Saved entries:
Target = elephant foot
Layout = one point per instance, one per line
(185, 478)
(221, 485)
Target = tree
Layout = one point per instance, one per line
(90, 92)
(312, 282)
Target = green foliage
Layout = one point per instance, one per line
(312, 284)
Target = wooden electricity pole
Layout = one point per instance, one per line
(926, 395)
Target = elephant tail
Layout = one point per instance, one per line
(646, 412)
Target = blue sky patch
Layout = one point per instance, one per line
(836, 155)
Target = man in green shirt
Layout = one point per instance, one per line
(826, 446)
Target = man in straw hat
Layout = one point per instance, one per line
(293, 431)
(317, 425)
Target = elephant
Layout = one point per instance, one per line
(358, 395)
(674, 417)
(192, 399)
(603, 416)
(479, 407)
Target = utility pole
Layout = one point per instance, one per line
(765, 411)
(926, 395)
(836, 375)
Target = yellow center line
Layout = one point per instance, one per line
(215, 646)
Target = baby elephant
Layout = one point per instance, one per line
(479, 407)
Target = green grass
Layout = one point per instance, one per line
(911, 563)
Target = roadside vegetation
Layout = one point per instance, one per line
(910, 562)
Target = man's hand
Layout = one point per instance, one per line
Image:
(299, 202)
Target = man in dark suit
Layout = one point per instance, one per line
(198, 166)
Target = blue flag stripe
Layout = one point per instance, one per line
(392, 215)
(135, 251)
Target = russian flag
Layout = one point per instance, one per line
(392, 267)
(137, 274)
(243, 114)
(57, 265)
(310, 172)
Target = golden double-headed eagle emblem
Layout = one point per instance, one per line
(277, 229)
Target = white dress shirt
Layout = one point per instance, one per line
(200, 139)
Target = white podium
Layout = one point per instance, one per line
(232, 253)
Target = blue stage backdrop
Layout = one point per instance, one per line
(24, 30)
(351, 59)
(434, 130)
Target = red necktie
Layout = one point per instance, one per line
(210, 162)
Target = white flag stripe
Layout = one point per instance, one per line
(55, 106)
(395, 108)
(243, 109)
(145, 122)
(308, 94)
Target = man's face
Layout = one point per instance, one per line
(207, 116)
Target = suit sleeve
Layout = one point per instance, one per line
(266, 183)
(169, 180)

- _WHAT YOU WILL DO_
Write out the complete set of records exactly as given.

- _RESPONSE_
Target = elephant foot
Layout = one point per instance, one per line
(185, 478)
(221, 485)
Target = tree
Layout = one point per instance, one per line
(90, 92)
(312, 282)
Target = green foliage
Layout = one point per instance, one per line
(312, 284)
Target = wooden electricity pole
Layout = one point per instance, one per line
(926, 395)
Target = elephant tail
Layout = one point per instance, one per line
(646, 412)
Target = blue sky patch
Layout = one point per instance, one per line
(836, 155)
Target = man in green shirt
Layout = one point per instance, one per line
(826, 446)
Target = man in straw hat
Layout = one point per instance, one per line
(293, 431)
(317, 425)
Target = elephant
Layout = one point per instance, one per line
(358, 395)
(674, 417)
(192, 399)
(603, 416)
(479, 407)
Target = utility pole
Layout = one point per instance, one per line
(765, 411)
(926, 395)
(836, 375)
Target = yellow center line
Layout = one point per instance, one per line
(215, 646)
Target = baby elephant
Layout = one point per instance, one per line
(479, 407)
Target = green grass
Layout = one point per instance, one per line
(911, 563)
Target = roadside vegetation
Layout = one point per instance, one per line
(910, 562)
Target = man's hand
Layout = one point per instance, one per line
Image:
(299, 202)
Target = man in dark suit
Layout = one point per instance, one per line
(198, 166)
Target = blue flag stripe
Layout = one point per instance, one per line
(392, 215)
(135, 251)
Target = russian flag
Layout = one point per instance, one per line
(392, 267)
(137, 274)
(243, 114)
(57, 265)
(310, 172)
Target = golden double-headed eagle emblem
Layout = one point per instance, one per line
(277, 229)
Target = white dress shirt
Layout = one point per instance, one per line
(200, 139)
Target = white podium
Layout = one point per instance, one per line
(232, 253)
Target = blue stage backdrop
Layout = one point per instance, one per line
(24, 30)
(351, 59)
(434, 130)
Target = red necktie
Layout = one point per instance, one per line
(210, 162)
Target = white flag stripe
Layout = one point per instance, one per line
(55, 106)
(395, 108)
(243, 109)
(145, 122)
(308, 94)
Target = man's face
Layout = one point per instance, one per line
(207, 116)
Target = suit sleeve
Layout = one point per instance, one per line
(266, 183)
(169, 180)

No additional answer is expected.